Natural-language object grounding data:
-*-*-

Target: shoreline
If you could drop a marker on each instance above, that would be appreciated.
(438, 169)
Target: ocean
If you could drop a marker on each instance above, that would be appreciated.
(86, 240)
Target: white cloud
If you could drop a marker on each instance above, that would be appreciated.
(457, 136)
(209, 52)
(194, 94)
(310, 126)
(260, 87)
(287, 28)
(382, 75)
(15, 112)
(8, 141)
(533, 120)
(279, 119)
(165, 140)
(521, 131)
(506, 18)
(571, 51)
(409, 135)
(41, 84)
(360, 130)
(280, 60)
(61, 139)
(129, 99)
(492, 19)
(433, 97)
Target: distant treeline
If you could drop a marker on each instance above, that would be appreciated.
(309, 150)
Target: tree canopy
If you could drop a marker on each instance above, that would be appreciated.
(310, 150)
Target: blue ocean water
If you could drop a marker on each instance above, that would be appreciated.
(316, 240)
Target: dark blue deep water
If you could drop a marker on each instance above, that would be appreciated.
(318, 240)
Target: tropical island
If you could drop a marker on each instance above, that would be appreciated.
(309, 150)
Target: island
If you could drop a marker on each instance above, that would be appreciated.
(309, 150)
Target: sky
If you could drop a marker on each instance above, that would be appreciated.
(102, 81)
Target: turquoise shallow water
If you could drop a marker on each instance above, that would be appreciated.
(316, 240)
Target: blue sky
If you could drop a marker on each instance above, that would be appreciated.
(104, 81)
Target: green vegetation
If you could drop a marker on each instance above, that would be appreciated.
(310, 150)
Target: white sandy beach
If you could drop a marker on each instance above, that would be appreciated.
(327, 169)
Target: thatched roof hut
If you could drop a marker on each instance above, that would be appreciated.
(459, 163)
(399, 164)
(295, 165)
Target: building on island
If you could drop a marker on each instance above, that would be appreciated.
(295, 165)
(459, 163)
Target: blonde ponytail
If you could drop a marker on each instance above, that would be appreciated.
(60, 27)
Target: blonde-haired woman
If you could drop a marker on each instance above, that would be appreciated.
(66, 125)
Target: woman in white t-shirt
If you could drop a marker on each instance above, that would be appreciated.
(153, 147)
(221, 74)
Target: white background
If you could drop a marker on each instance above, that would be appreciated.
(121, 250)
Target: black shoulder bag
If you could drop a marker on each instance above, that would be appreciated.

-*-*-

> _About this task_
Give only a number, namely how many lines in the entries above hold the word "water".

> _Solution below_
3